Text shown:
The first thing I notice is how clearly I can see the street patterns. In parts of Brooklyn and Queens, the street pattern is sharp. In Manhattan, the pattern is `fuzzier’, especially near the southern tip of Manhattan and in Midtown south of Central Park. There are an awful lot of pickups that, according to GPS coordinates, fall over the Hudson or East rivers, and quite a few pickups that fall in the portion of Central Park where there are no roads. Obviously, not a lot of taxi trips are starting in the rivers surrounding Manhattan, but what this plot shows is instead how important GPS error is. The fuzziness arises from tall buildings which make it quite difficult to get a good GPS fix, and the taller the buildings, the fuzzier the streets look. More broadly, the Midtown area south of Central Park is very bright, indicating a lot of taxi trips start there.
The second image is also taxi pickups, but on a much wider scale. Zoomed out, most of Manhattan lights up like a beacon, indicating far more pickups in Manhattan than the surrounding area. But the airports, JFK and La Guardia in particular, also light up, showing nearly as much visual intensity (trips per unit area starting there) as Midtown.
Taxi Dropoff Locations
Now let’s examine the dropoff locations using the Inferno colormap.
At first glance, the dropoff locations look a lot like the pickup locations within Manhattan. The same regions, Midtown south of Central Park, and the southern tip of Manhattan show the brightest (and fuzziest) streets.
Zooming out to the broader metro area, the streets in Brooklyn and Queens are much sharper and brighter, indicating there are a lot more dropoffs in the outer boroughs than pickups, and indicating the GPS error in these regions tends to be lower, presumably due to fewer tall buildings. In fact, in some places it looks good enough to use as a street map, indicating a relatively even distribution of taxi dropoffs in Brooklyn and Queens. This is quite distinct from the pickups map, indicating that there are relatively few pickups in the outer boroughs, but a lot of dropoffs there. Many people take taxis from Manhattan to the outer boroughs, but a lot fewer take taxis from the outer boroughs into Manhattan.
Taxi Pickup and Dropoff Locations
The last two plots compare pickups and dropoffs on a pixel by pixel basis. Wherever pickups are higher than dropoffs, the pixel is shaded with the Viridis green and yellow colormap. Wherever dropoffs are higher than pickups, the pixel is shaded with the purple and orange Inferno colormap.

[Extracted data entries]
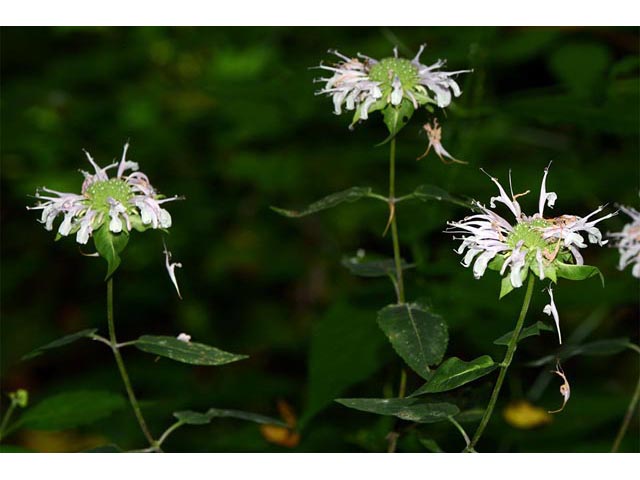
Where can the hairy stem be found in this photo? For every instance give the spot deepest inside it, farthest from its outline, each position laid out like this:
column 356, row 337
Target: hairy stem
column 394, row 226
column 123, row 371
column 633, row 405
column 511, row 349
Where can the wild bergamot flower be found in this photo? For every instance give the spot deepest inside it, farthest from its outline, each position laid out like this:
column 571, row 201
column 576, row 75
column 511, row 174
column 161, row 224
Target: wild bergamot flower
column 365, row 85
column 548, row 247
column 108, row 208
column 628, row 242
column 123, row 202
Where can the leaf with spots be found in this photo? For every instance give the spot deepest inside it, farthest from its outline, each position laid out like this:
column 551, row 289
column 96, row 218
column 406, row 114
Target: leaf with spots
column 454, row 373
column 417, row 334
column 190, row 417
column 410, row 409
column 109, row 245
column 60, row 342
column 186, row 352
column 396, row 117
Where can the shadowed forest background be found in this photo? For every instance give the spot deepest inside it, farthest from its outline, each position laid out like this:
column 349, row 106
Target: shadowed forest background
column 228, row 118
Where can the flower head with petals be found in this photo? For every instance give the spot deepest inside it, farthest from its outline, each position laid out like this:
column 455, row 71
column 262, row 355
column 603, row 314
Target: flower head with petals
column 121, row 203
column 548, row 247
column 364, row 85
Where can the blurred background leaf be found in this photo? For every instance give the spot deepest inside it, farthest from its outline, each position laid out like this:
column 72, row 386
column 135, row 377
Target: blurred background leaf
column 228, row 118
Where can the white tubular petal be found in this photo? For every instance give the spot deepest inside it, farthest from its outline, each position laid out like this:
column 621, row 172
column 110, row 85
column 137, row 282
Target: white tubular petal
column 546, row 198
column 171, row 269
column 481, row 262
column 85, row 230
column 551, row 310
column 183, row 337
column 540, row 264
column 565, row 388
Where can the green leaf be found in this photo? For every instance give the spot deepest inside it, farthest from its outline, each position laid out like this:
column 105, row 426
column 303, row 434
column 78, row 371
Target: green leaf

Task instructions:
In the text on New York taxi pickup and dropoff maps, what causes the street patterns in parts of Manhattan to look fuzzy?

Output for this exercise:
Tall buildings, which make it difficult to get a good GPS fix.